Aim of the exercise: Set down, word for word, the stretch of lines from the one containing "Point out the horse ear, providing" to the end of the records below.

Data for the task:
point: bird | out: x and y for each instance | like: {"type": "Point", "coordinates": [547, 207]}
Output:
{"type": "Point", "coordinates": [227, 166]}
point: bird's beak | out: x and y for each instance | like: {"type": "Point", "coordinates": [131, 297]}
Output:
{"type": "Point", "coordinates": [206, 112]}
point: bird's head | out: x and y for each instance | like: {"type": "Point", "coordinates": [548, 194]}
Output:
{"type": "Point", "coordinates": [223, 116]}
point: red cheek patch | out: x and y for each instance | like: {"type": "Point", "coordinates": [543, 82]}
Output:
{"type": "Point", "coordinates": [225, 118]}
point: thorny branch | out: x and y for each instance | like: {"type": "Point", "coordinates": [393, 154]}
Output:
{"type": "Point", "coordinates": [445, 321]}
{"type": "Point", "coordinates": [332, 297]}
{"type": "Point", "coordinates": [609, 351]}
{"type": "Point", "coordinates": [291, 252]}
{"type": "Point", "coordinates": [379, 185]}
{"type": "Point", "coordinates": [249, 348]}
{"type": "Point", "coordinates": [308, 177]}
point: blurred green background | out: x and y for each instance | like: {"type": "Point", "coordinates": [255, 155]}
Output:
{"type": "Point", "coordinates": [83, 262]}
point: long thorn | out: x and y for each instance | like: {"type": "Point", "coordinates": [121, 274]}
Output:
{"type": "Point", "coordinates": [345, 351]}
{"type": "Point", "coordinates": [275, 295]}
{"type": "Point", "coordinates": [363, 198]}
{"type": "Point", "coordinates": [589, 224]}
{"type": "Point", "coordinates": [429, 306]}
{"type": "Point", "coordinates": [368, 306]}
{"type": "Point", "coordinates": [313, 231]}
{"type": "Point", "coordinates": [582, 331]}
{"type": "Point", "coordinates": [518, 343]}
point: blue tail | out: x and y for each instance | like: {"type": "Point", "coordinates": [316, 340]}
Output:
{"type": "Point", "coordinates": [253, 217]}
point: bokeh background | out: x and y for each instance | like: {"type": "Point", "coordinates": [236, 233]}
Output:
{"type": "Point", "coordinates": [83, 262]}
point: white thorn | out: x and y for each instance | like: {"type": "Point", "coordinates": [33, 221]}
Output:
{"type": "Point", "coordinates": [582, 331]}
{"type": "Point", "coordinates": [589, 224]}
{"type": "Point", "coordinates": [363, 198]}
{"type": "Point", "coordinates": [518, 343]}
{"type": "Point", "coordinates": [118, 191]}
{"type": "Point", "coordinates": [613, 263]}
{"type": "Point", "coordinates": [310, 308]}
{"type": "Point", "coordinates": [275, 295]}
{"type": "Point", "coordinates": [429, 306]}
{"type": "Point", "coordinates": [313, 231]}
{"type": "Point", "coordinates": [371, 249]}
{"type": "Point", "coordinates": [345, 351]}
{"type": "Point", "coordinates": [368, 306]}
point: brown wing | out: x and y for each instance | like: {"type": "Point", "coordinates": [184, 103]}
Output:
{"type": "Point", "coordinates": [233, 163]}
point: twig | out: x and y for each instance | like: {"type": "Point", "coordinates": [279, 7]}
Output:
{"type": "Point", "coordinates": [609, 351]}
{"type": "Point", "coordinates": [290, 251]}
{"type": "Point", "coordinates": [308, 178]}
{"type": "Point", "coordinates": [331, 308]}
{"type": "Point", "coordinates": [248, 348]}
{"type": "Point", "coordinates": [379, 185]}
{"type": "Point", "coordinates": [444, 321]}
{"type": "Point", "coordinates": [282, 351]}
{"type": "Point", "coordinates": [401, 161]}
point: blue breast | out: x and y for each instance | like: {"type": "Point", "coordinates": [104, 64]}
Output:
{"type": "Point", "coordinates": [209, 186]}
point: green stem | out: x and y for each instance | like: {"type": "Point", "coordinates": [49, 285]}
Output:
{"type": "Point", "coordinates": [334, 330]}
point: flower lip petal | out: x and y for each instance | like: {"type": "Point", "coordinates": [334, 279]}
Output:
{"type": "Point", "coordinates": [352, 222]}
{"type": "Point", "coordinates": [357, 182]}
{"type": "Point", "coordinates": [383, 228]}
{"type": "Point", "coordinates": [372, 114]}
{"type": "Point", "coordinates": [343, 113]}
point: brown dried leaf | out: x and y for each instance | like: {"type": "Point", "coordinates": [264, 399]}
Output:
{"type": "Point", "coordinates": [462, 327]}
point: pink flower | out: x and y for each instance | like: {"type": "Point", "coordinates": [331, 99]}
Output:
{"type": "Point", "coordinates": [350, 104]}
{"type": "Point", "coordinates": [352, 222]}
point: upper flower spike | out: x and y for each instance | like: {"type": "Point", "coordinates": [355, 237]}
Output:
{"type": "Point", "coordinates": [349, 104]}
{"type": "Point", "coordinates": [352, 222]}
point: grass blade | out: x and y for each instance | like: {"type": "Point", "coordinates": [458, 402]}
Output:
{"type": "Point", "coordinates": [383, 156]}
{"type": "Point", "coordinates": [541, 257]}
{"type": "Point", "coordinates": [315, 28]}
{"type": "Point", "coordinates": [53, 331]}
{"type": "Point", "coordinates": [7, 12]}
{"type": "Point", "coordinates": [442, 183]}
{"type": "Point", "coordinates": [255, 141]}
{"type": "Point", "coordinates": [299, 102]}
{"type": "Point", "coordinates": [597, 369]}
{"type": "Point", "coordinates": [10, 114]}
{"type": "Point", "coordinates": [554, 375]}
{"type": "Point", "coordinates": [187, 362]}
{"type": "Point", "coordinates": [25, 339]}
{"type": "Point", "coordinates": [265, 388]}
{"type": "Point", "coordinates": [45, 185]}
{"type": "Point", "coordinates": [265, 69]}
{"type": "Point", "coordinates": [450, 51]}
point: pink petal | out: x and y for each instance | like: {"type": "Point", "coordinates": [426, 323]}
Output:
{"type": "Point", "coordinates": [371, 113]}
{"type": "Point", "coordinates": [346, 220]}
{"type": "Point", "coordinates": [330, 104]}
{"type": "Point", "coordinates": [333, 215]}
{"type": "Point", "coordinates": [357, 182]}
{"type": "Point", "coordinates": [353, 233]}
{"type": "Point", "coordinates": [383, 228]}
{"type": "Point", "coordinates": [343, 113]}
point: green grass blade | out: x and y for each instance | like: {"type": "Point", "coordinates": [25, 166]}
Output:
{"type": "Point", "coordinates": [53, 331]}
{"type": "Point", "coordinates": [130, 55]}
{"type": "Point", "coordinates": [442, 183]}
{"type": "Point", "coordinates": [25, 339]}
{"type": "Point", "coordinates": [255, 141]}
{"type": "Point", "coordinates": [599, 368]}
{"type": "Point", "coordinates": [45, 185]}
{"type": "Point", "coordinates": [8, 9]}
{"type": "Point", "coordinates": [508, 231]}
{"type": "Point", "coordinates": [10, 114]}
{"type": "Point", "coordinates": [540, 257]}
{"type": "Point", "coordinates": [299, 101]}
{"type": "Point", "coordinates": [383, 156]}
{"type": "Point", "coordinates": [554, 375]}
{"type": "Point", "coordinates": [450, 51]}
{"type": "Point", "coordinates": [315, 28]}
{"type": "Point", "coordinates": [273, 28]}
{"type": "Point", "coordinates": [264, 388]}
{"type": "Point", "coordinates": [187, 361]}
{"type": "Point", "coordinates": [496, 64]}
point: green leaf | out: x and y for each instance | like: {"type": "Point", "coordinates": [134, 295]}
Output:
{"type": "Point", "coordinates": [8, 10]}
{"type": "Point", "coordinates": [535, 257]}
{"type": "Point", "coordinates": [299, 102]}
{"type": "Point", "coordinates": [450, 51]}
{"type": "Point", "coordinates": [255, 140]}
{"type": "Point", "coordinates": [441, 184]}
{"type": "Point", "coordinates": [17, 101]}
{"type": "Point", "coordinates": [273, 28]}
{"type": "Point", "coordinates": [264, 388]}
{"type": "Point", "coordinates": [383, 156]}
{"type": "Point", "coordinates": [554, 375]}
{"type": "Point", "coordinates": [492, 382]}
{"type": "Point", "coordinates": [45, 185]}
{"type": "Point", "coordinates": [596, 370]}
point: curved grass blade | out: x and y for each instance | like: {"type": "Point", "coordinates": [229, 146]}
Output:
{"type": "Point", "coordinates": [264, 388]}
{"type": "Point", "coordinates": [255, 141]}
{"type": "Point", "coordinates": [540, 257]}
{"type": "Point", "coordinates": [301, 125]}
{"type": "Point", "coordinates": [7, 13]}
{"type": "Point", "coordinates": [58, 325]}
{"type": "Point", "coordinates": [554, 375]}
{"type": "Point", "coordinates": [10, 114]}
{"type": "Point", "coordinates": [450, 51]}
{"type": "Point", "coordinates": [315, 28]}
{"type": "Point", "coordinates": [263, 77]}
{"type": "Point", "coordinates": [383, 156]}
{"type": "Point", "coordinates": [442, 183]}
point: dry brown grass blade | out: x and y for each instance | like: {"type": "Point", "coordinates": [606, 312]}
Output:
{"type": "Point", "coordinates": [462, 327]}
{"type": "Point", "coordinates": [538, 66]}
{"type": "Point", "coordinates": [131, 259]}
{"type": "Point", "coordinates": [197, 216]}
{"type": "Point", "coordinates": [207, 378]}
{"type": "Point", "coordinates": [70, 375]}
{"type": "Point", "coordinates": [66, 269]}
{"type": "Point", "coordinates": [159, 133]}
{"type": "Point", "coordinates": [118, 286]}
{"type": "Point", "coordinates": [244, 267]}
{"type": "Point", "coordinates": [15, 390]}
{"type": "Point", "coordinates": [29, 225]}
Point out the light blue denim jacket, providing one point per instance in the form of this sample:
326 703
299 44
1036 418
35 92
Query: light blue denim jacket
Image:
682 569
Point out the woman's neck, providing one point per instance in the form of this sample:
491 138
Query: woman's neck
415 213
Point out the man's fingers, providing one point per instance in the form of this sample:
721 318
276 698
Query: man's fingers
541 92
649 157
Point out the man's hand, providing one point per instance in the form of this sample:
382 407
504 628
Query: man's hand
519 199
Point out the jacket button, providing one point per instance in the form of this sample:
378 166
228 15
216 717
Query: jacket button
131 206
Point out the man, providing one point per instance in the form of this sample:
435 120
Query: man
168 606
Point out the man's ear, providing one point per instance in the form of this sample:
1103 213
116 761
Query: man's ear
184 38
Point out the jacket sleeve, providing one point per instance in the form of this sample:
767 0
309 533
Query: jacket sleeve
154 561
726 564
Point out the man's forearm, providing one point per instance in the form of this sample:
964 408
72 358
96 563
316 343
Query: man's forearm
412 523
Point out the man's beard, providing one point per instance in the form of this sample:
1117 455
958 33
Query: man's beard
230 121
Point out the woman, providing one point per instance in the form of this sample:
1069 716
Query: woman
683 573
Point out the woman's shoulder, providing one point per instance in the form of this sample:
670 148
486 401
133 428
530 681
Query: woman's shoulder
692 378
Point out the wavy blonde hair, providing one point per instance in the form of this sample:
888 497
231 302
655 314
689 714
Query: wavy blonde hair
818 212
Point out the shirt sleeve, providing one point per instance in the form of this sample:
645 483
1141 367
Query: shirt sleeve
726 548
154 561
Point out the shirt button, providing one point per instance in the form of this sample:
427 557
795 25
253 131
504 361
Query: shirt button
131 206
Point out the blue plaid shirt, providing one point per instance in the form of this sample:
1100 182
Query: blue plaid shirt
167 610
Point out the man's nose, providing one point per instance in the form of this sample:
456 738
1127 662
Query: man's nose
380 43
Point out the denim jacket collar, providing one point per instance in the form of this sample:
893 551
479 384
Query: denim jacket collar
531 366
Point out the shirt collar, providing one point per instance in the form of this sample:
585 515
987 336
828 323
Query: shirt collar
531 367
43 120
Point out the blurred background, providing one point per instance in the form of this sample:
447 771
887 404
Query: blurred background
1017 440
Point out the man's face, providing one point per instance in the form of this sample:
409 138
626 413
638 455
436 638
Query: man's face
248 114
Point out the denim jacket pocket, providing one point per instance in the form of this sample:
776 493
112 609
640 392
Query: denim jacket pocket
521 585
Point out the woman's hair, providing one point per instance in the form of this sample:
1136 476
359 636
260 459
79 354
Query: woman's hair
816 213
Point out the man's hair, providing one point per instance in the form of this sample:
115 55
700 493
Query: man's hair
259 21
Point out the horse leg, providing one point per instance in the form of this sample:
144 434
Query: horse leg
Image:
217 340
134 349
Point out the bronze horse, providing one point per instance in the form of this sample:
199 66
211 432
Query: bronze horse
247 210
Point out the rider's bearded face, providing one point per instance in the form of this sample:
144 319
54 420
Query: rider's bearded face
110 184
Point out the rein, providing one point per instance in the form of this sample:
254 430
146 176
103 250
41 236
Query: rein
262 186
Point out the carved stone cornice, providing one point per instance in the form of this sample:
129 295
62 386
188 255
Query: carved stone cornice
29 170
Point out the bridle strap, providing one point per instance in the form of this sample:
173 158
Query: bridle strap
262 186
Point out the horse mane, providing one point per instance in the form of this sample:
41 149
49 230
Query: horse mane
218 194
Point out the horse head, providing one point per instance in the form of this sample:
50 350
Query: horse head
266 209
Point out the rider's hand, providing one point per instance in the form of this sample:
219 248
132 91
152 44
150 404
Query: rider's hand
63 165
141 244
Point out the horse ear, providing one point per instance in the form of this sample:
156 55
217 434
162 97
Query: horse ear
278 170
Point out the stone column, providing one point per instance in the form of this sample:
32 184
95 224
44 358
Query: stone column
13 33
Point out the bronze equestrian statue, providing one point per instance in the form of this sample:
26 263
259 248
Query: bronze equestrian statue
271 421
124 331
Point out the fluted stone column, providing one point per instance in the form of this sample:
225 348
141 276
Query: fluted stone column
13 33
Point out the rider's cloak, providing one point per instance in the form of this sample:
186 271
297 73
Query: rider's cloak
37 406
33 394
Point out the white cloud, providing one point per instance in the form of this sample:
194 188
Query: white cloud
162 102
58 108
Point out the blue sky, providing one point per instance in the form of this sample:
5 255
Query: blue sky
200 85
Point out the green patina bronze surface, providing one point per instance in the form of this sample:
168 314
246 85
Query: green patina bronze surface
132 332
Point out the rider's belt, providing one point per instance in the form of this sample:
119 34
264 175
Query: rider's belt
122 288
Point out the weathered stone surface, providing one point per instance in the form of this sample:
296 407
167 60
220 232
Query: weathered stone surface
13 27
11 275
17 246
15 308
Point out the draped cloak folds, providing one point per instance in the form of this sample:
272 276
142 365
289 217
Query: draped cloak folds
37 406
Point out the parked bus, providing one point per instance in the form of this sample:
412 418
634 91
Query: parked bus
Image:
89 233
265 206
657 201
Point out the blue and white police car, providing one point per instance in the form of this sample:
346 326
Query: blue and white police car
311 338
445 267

Problem solution:
Point out the horse ear, providing one point per instance in the form of this sample:
156 55
217 434
162 97
Query: horse ear
278 170
Point out the stone column, providing one point per instance in the form of this sample:
32 184
95 224
44 358
Query: stone column
13 33
Point out the bronze equestrian statue, providing one point per instance in the form of this sample:
26 263
259 248
Query: bronze equestrian statue
271 421
124 331
Point out the fluted stone column, providing one point per instance in the form of this sample:
225 348
141 276
Query: fluted stone column
13 33
Point out the rider's cloak, providing one point per instance in the form of this sample:
186 271
297 73
Query: rider's cloak
37 406
33 394
Point out the white cloud, providing one point per instance in the form of this sample:
194 188
Query: white cloud
162 102
58 108
Point out the blue sky, providing one point per instance in the form of this sample:
5 255
Query: blue sky
200 85
Point out the green patina bronze surface, providing one point per instance in the form of this sample:
168 314
246 85
Query: green patina bronze surface
132 332
Point out the rider's belt, providing one point per instance in the form of this sample:
119 34
264 175
Query: rider's belt
122 288
Point out the weathered stone surface, providing one point per instance in the form of this sample:
296 407
167 60
220 232
Query: weathered stone surface
13 27
11 275
17 246
15 308
Point out the draped cloak folds, providing one point per instance in the form of this sample:
272 276
142 365
289 217
Query: draped cloak folds
37 406
Point out the parked bus, providing one point per instance in the form of this sample:
412 418
634 91
Query: parked bus
Image:
89 233
265 206
657 201
Point out the blue and white police car, providing one point per instance in the form of this sample:
346 326
Query: blue and white police car
311 338
445 267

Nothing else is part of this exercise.